> [Фрагмент текста]:
Господа, я заявляю вам: существует только право. Хотите сопоставить справедливость с грубой силой? Сравните цифры: 11 мая в Марсале причаливает к берегу восемьсот человек; двадцать семь дней спустя в Палермо восемнадцать тысяч человек, охваченные ужасом, отчаливают от берега. Эти восемьсот человек олицетворяют право; те восемнадцать тысяч — грубую силу.
Да возрадуются всюду те, кто страдает, и да уверуют в освобождение те, кто томится в оковах! Во всем том, что происходит сейчас, есть внутренняя закономерность.
Да воцарится во всем мире надежда! Да воодушевятся ею все — и русский мужик, и египетский феллах, я пролетарий, и пария, и проданный в рабство негр, и угнетенный белый, пусть все они надеются и верят! Все цели составляют единую сеть, все переплетены между собой: стоит разорвать одно звено — и вся сеть распадется. Отсюда — солидарность деспотов; папа куда ближе к султану, чем он думает. Но, повторяю, с этим покончено. О, как прекрасна неодолимая сила вещей! В освобождении есть что-то сверхчеловеческое. Свобода — дивная бездна, влекущая к себе. В основе революций лежит их неотвратимость. Прогресс — не что иное, как одно из проявлений закона всемирного тяготения; кто может ему воспрепятствовать? Как только толчок дан, движение уже не обуздать. Так не пытайтесь же, о деспоты, остановить падающий камень, остановить бурный поток, остановить лавину, остановить Италию, остановить порыв Восемьдесят девятого года, остановить человечество, волею провидения ринувшееся навстречу свету! (Буря аплодисментов.)
ВОЗВРАЩЕНИЕ НА ДЖЕРСИ
РЕЧЬ НА БАНКЕТЕ В ЧЕСТЬ ВОЗВРАЩЕНИЯ
ВИКТОРА ГЮГО НА ОСТРОВ ДЖЕРСИ
19 июня 1860 года
Господа!

> [Исходные данные]:
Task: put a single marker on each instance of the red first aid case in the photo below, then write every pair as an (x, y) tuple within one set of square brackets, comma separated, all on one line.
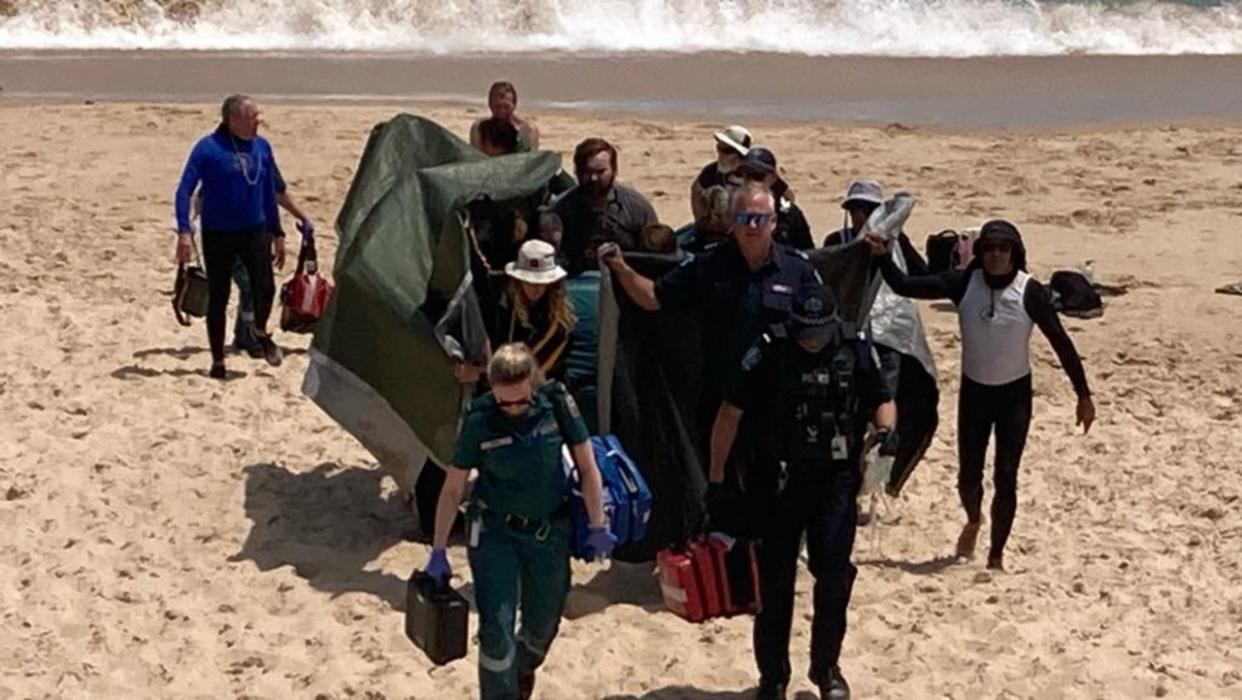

> [Что нужно сделать]:
• 1. Изложите текст речей в двух предложениях.
• 2. Пожалуйста, отредактируйте текст речей: перепишите его от слов «Господа, я заявляю» до слов «тысяч — грубую силу.» включительно, поставив «тысяча человек» вместо «восемьсот человек».
• 3. Продолжите текст речей, начав сразу после последнего приведенного предложения.

> [Ответы к заданиям]:
• 1. Праву противопоставляется грубая сила: 11 мая в Марсале к берегу причалило восемьсот человек, а через двадцать семь дней в Палермо восемнадцать тысяч человек в ужасе отчалили от берега. Всех угнетенных призывают надеяться и верить в освобождение, поскольку революции неотвратимы, прогресс подобен закону всемирного тяготения и деспотам не остановить человечество, ринувшееся навстречу свету.

• 2.
Господа, я заявляю вам: существует только право. Хотите сопоставить справедливость с грубой силой? Сравните цифры: 11 мая в Марсале причаливает к берегу тысяча человек; двадцать семь дней спустя в Палермо восемнадцать тысяч человек, охваченные ужасом, отчаливают от берега. Эти тысяча человек олицетворяют право; те восемнадцать тысяч — грубую силу.

• 3.
Разрешите мне воспользоваться тем, что я уже стою и сказать несколько слов. Я испытываю настоятельную потребность тотчас же поблагодарить вдохновенного и сердечного оратора, которого мы только что выслушали. Я буду краток. Глубокие чувства не терпят многословия; волнение растроганных сердец само по себе достаточно красноречиво. Так вот, я очень взволнован.
Лучший способ отблагодарить вас — это сказать, что я люблю Джерси. Я уже говорил вам об этом вчера, вы слышали это на митинге и читали в газетах, я повторяю то же самое сегодня — ведь я обращаюсь к ушам народа, к сердцу народа, а народы подобны женщинам, им никогда ее надоедает слушать слова: «Я вас люблю». Я с сожалением покинул Джерси и возвращаюсь сюда с радостью. Освободителям присуща чудесная, пленительная черта — они освобождают подчас не только тех, ради кого ведут борьбу. Сам того не подозревая, Гарибальди убил двух зайцев сразу: заставил Бурбонов покинуть Сицилию и дал мне возможность вернуться на Джерси.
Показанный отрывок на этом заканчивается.